» **Task directions**
For the records that follow, please set down exactly the lines between the one holding "Target: house roof" and the one holding "the blue window.", inclusive, and only those.

#####

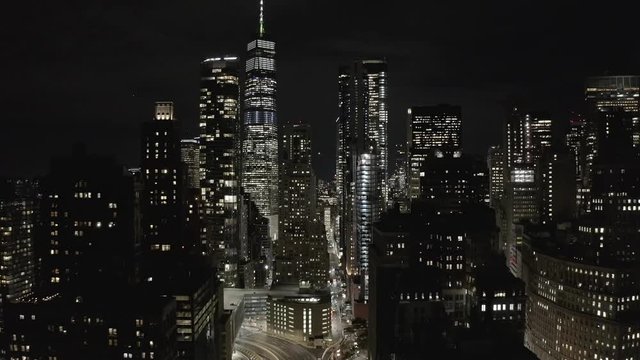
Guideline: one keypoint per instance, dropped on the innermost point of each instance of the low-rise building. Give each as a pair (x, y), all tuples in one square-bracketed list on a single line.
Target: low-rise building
[(301, 317)]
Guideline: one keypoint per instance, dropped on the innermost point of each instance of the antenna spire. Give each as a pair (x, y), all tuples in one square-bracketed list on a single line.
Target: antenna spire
[(261, 29)]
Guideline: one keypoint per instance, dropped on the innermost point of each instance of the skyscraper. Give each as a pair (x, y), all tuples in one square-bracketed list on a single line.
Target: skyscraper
[(90, 223), (190, 158), (219, 161), (607, 94), (616, 94), (362, 157), (260, 132), (161, 179), (495, 162), (526, 137), (191, 194), (17, 265), (345, 175), (432, 129), (582, 292), (301, 249)]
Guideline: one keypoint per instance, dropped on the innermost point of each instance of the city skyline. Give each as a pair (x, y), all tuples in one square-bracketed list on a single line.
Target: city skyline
[(395, 222), (426, 67)]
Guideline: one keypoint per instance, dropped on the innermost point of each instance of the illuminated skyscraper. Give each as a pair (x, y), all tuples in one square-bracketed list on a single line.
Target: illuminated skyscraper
[(260, 141), (17, 265), (219, 161), (582, 288), (607, 94), (345, 175), (190, 158), (431, 129), (301, 249), (495, 162), (161, 179), (362, 156), (617, 94)]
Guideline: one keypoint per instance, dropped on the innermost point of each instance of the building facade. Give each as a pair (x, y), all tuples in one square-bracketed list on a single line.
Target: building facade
[(220, 162), (260, 126)]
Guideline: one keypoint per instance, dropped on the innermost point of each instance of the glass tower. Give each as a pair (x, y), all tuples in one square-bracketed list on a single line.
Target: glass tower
[(260, 142)]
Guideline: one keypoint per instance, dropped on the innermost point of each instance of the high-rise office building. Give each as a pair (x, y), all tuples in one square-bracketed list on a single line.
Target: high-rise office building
[(526, 136), (432, 131), (301, 248), (362, 156), (297, 199), (191, 194), (495, 162), (398, 180), (90, 223), (260, 131), (454, 181), (219, 161), (616, 94), (582, 292), (17, 263), (345, 174), (161, 179), (557, 186), (190, 158), (579, 142), (606, 94)]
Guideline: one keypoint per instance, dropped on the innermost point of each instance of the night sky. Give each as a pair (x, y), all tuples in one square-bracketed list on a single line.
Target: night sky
[(88, 70)]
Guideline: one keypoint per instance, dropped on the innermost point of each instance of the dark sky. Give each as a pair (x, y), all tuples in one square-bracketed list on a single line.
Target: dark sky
[(90, 70)]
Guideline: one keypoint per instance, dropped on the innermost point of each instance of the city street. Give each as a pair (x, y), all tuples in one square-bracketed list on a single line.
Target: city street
[(271, 348)]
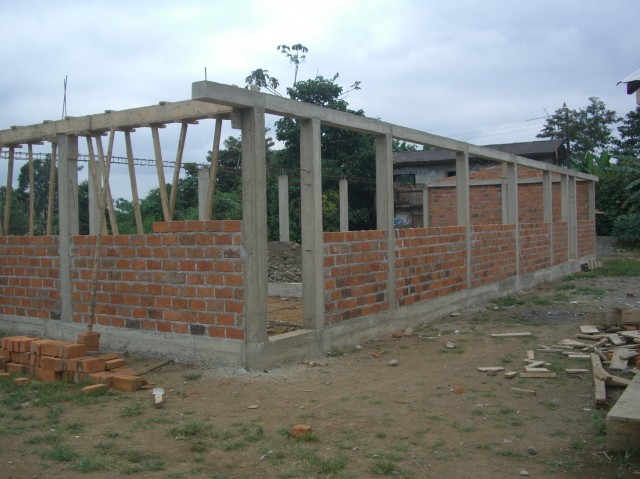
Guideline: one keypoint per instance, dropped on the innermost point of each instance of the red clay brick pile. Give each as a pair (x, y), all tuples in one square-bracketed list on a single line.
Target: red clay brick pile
[(50, 360)]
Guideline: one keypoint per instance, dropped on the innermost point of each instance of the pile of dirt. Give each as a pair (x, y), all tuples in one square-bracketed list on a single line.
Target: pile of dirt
[(285, 262)]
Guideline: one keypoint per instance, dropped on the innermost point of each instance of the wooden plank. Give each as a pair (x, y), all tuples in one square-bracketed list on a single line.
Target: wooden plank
[(523, 391), (599, 375), (604, 317), (533, 374), (509, 335), (618, 361), (616, 339), (589, 329)]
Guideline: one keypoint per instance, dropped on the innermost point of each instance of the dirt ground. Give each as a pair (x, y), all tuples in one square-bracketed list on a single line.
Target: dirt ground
[(432, 415)]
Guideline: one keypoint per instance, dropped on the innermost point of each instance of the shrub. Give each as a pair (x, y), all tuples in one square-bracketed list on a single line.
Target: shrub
[(626, 229)]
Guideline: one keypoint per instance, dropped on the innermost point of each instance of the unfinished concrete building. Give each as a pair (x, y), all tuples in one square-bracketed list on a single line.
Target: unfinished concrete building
[(198, 290)]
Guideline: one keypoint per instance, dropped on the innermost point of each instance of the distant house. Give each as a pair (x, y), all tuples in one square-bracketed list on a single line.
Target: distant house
[(413, 171), (633, 85)]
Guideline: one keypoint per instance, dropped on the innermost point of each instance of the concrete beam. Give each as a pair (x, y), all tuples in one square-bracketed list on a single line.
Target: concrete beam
[(165, 112)]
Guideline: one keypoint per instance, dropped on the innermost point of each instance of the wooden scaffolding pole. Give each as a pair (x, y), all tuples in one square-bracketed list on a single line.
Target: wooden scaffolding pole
[(134, 184), (160, 170), (7, 199), (176, 170), (52, 187), (32, 208), (214, 166), (105, 169)]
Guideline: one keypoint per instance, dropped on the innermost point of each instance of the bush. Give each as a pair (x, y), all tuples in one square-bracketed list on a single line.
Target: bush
[(626, 229)]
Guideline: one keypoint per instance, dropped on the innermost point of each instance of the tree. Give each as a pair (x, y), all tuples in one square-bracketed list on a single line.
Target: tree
[(629, 142), (589, 129)]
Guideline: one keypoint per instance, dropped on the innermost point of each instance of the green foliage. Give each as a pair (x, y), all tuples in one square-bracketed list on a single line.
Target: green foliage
[(588, 128), (626, 229)]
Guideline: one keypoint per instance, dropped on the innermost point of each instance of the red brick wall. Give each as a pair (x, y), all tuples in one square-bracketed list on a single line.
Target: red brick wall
[(430, 262), (29, 276), (493, 253), (535, 242), (530, 203), (586, 237), (560, 245), (356, 274), (485, 204), (186, 278), (442, 206)]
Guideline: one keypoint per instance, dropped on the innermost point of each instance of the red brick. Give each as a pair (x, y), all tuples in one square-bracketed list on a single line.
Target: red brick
[(90, 365), (124, 382), (47, 375), (114, 363), (15, 368), (52, 364), (21, 381), (94, 389), (72, 351), (104, 377)]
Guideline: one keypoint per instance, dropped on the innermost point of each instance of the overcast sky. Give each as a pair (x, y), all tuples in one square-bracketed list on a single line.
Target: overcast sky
[(479, 71)]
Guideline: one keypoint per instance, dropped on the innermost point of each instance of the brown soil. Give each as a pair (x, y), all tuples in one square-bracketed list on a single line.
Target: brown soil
[(368, 419)]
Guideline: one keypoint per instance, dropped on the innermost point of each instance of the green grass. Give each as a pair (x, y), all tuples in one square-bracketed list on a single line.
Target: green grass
[(60, 453)]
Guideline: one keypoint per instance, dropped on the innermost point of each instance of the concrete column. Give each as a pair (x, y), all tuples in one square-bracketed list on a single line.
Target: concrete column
[(425, 206), (573, 218), (344, 204), (512, 205), (547, 207), (591, 200), (203, 189), (67, 215), (311, 223), (283, 207), (384, 208), (254, 228), (94, 211), (462, 203), (564, 198)]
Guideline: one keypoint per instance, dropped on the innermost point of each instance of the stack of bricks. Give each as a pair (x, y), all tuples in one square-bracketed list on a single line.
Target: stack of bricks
[(50, 360)]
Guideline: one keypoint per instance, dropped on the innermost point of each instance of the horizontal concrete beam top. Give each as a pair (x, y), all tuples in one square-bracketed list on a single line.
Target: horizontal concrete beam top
[(165, 112), (237, 97)]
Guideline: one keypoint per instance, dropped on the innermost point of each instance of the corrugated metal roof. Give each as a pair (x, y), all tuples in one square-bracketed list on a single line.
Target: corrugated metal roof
[(632, 81)]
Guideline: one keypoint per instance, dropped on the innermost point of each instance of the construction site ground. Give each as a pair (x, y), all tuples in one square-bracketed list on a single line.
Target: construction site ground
[(431, 415)]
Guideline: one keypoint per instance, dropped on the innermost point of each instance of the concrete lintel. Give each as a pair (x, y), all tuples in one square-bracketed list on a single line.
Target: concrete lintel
[(168, 112)]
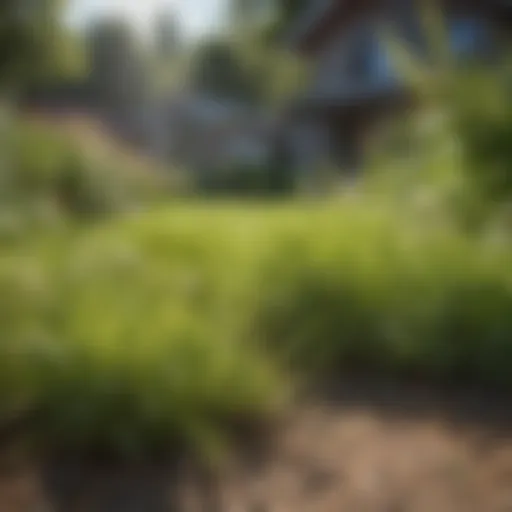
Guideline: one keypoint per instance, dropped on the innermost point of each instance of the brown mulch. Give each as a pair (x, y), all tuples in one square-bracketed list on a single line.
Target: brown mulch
[(367, 447)]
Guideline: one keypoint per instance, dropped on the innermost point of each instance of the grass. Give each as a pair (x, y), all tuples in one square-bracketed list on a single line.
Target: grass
[(179, 324)]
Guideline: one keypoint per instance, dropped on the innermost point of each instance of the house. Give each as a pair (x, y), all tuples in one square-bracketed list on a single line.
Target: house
[(354, 82)]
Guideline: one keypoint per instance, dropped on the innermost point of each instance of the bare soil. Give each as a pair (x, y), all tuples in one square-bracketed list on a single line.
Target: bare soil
[(366, 446)]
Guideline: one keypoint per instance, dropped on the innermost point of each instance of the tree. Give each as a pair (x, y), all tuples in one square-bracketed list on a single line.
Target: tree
[(167, 36), (32, 41), (218, 71), (117, 68)]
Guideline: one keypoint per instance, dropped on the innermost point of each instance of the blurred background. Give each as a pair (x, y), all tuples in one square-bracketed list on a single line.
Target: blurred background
[(213, 211)]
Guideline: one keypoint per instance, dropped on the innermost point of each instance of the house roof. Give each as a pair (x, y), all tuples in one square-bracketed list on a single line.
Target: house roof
[(322, 18), (319, 20)]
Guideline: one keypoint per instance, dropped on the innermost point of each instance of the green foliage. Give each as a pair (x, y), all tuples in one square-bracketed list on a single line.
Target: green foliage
[(362, 288), (130, 339), (48, 173), (177, 325), (33, 44), (218, 71)]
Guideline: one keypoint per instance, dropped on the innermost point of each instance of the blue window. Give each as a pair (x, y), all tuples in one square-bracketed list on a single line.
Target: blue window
[(467, 36)]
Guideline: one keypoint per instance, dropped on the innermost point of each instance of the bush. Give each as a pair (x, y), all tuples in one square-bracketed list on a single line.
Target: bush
[(364, 289), (129, 340), (183, 324), (47, 163)]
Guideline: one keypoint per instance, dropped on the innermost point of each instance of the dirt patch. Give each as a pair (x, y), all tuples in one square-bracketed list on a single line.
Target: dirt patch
[(364, 448)]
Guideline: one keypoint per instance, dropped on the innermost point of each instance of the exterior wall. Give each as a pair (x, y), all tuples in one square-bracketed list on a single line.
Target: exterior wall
[(355, 64)]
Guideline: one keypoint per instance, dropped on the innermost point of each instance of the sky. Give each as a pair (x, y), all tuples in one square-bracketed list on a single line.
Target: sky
[(197, 17)]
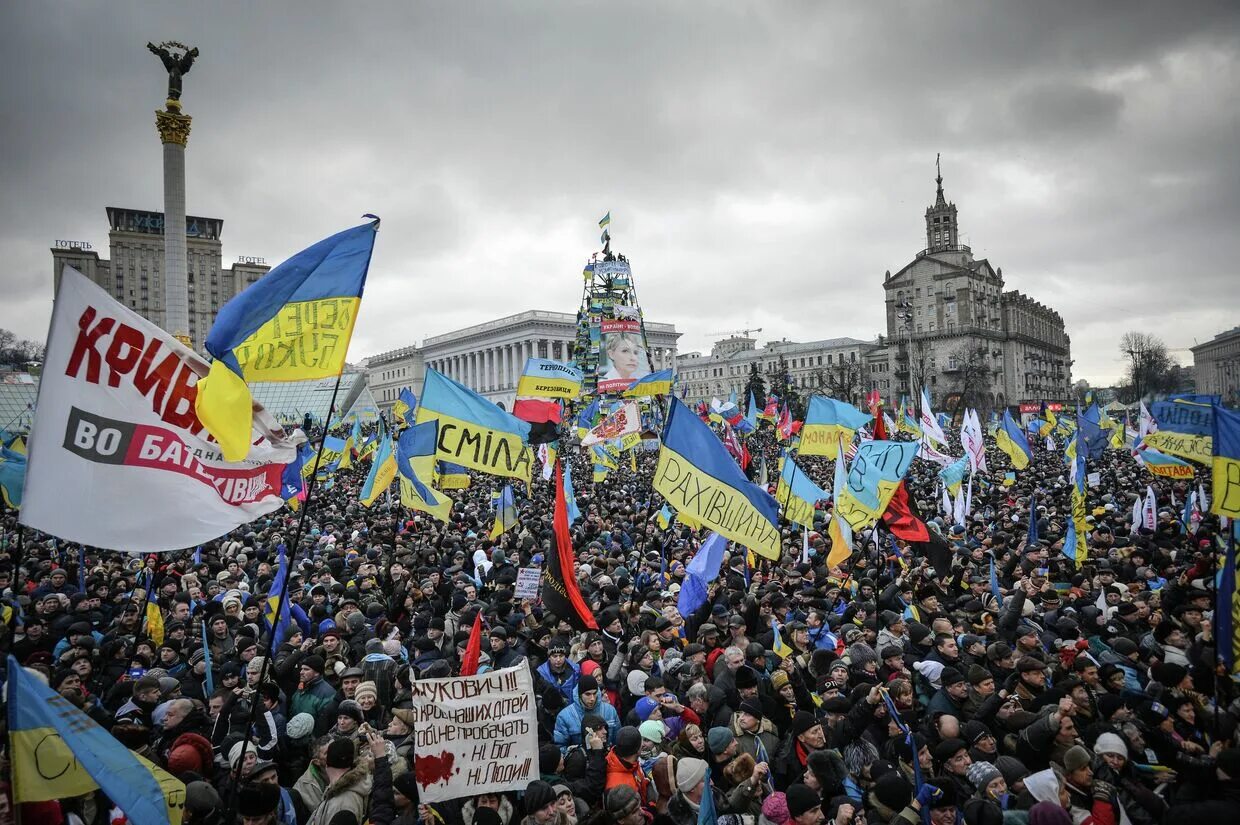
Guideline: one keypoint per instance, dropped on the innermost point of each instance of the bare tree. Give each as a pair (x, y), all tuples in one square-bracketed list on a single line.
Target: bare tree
[(1151, 370), (971, 377)]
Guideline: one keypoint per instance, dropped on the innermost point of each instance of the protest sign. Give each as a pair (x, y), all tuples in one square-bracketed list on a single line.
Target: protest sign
[(475, 735), (528, 579), (117, 434)]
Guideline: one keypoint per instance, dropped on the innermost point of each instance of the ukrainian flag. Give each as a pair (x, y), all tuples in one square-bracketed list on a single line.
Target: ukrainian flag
[(57, 752), (416, 462), (293, 324), (698, 477), (451, 477), (505, 514), (382, 470), (406, 403), (1012, 441), (655, 383), (781, 648), (1225, 499), (474, 432), (797, 494), (278, 619), (827, 424), (13, 477)]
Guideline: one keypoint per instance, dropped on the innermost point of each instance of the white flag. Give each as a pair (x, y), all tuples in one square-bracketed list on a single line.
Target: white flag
[(118, 457), (930, 427)]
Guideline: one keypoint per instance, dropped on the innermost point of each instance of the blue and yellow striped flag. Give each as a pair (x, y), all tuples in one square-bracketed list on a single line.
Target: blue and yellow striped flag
[(58, 752), (382, 470), (1225, 489), (416, 462), (293, 324), (698, 478)]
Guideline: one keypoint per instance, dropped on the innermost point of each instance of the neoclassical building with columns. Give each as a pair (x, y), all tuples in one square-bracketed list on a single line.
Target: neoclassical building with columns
[(487, 357)]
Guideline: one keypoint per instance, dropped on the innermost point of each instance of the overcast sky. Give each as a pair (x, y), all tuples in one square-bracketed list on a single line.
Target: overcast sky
[(764, 163)]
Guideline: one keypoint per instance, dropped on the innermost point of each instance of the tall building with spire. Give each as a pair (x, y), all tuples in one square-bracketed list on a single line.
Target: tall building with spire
[(952, 329)]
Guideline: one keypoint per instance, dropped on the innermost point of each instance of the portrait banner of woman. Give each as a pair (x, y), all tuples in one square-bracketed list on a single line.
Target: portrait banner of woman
[(621, 357)]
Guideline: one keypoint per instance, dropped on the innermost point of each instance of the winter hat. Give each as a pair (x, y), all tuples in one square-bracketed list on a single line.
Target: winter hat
[(801, 799), (690, 773), (1111, 743), (1013, 769), (775, 809), (1075, 758), (718, 740), (538, 795), (300, 726), (977, 675), (893, 790), (341, 753), (982, 773), (628, 742), (548, 758), (367, 689), (652, 730)]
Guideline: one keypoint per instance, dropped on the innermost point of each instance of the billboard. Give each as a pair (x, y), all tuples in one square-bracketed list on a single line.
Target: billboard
[(621, 355)]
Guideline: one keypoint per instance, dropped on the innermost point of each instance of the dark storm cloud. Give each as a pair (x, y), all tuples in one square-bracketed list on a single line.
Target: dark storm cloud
[(764, 163)]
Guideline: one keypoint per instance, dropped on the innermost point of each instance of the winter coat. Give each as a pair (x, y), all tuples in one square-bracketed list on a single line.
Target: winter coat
[(568, 722), (350, 794)]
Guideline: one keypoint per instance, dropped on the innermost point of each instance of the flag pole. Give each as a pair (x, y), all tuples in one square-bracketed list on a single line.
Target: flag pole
[(279, 609)]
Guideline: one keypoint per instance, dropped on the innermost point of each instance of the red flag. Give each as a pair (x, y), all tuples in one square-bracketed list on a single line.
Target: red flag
[(900, 519), (559, 591), (474, 649)]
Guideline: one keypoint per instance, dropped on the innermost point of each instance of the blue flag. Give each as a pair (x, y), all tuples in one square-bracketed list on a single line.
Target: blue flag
[(47, 730), (701, 571)]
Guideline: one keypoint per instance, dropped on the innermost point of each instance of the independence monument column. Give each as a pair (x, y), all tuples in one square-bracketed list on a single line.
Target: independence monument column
[(174, 132)]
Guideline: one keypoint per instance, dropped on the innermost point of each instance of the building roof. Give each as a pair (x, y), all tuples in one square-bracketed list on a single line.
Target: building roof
[(17, 395)]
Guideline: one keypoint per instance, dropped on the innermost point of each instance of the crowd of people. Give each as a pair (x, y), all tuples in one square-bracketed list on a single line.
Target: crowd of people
[(991, 681)]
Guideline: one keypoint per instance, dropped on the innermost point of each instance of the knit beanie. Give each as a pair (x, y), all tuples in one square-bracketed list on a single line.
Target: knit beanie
[(982, 773), (690, 773), (775, 809), (801, 799), (367, 689)]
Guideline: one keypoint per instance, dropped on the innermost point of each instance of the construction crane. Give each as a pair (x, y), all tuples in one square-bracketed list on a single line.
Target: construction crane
[(745, 333)]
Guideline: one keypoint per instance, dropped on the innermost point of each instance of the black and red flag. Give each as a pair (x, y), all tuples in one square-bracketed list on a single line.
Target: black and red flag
[(559, 591)]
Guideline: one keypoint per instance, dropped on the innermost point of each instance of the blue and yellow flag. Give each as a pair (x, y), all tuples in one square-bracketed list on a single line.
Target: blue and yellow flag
[(293, 324), (505, 512), (698, 477), (827, 422), (404, 407), (382, 470), (57, 752), (473, 431), (797, 494), (451, 477), (278, 619), (1012, 441), (1225, 489), (416, 463), (781, 648), (13, 477), (544, 379), (655, 383), (154, 622), (1226, 609), (1075, 539)]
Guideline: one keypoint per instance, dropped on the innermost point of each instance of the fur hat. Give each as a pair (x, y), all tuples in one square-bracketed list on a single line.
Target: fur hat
[(690, 773)]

#####

» **Task solution**
Target: house roof
[(322, 18), (319, 20)]
Guideline: one keypoint per instance, dropped on the innermost point of each instance of the green foliage. Give each as a pair (x, y), all tuples in one square-bracketed list on a single line.
Target: green foliage
[(362, 288), (130, 339), (48, 173), (177, 325), (33, 44), (218, 71)]
Guideline: one keypoint per instance, dropped on the innermost point of each instance of the blue window. Give each as a pair (x, y), all tuples in one square-bracketed list on a single line.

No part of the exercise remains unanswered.